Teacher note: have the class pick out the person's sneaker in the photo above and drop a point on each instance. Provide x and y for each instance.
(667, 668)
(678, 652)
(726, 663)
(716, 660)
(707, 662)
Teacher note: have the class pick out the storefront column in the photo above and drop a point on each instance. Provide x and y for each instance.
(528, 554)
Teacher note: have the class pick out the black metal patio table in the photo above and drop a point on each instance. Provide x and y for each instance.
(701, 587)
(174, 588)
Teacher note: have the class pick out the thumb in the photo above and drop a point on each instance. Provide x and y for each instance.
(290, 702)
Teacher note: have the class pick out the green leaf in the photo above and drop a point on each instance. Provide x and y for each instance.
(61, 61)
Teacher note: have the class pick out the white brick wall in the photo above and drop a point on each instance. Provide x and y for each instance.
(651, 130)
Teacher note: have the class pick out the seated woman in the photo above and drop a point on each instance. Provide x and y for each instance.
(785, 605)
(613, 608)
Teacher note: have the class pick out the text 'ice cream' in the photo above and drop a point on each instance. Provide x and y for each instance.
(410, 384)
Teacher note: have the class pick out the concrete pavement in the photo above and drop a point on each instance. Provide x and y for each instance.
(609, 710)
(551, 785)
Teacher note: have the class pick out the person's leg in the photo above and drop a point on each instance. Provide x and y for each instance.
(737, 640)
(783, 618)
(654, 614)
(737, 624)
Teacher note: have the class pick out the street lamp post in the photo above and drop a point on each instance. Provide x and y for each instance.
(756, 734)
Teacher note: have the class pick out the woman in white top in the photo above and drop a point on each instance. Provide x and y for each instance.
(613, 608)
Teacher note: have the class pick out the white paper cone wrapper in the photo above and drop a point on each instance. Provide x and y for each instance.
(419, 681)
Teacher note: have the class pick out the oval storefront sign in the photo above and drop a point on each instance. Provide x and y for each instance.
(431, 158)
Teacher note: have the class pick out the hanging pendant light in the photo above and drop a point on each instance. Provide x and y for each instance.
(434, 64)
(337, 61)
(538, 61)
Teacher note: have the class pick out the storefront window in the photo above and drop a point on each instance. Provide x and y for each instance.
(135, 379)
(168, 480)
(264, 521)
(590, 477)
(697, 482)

■ PROBLEM TO SOLVE
Output the complete set of records word for word.

■ FINISHED TASK
Teacher note: have the class pick out the person's sneaker in the photo above and drop a point on each instance. Provide x and y for each instance.
(667, 668)
(678, 652)
(726, 663)
(716, 660)
(707, 662)
Teacher note: have the class pick out the storefront column in the photo above and drop a point on each instance. Provide x and y for each instance.
(528, 554)
Teacher note: have the class pick out the black metal patio table in the photo above and drop a point on each instance. Provide x and y for each instance.
(701, 587)
(174, 588)
Teacher note: have the class pick out the thumb in the photo above and drop a point on each instance. Provide x and y for each instance.
(290, 702)
Teacher note: have the class pick out the green leaf in the photo above and drop a point on each instance. Provide x and y for each instance.
(61, 61)
Teacher note: have the class pick out the white brick wall in the photo above and drop a point on each instance. Provide x and y for each instance.
(651, 130)
Teacher note: have the class pick out the seated woman in the photo above and drop a point on each instance. Provide x and y for each instance.
(785, 605)
(613, 608)
Teacher note: have the class pick out the text 'ice cream' in the photo above and drop a point on each instance. Provide x and y for each instance.
(410, 384)
Teacher note: have the class pick out the concrete pavement in the photo above and drop a point on each instance. Provide x and y for each instance.
(609, 710)
(551, 785)
Teacher note: have the class pick out the person's leg in the photo above and drop a point on each instance. Provide x and y for each instance.
(737, 640)
(783, 618)
(654, 614)
(737, 624)
Teacher note: have the class pick out the street lamp post in the photo above and drop a point on each instance. Provide x and y for each instance.
(756, 734)
Teacher note: have the class pick out the woman in white top in the photo above and drop a point on each instance. Provide x and y for each instance.
(613, 608)
Teacher note: have the class pick out the white paper cone wrapper in the photo above and drop a point on each instance. Provide x and y for each instance.
(419, 681)
Teacher note: have the class pick out the oval storefront sign in the photo above and drop a point on each instance. Provide x and y for each instance.
(431, 158)
Teacher note: have the class pick out the hanging pendant light in the photo above and drop a point on each instance. Provide x and y for each instance.
(434, 64)
(337, 61)
(538, 61)
Teacher note: have the class pick out the storefront window in the photo above and drop a point on each instance. Provide x and y for each instance.
(135, 379)
(168, 480)
(264, 521)
(590, 477)
(697, 482)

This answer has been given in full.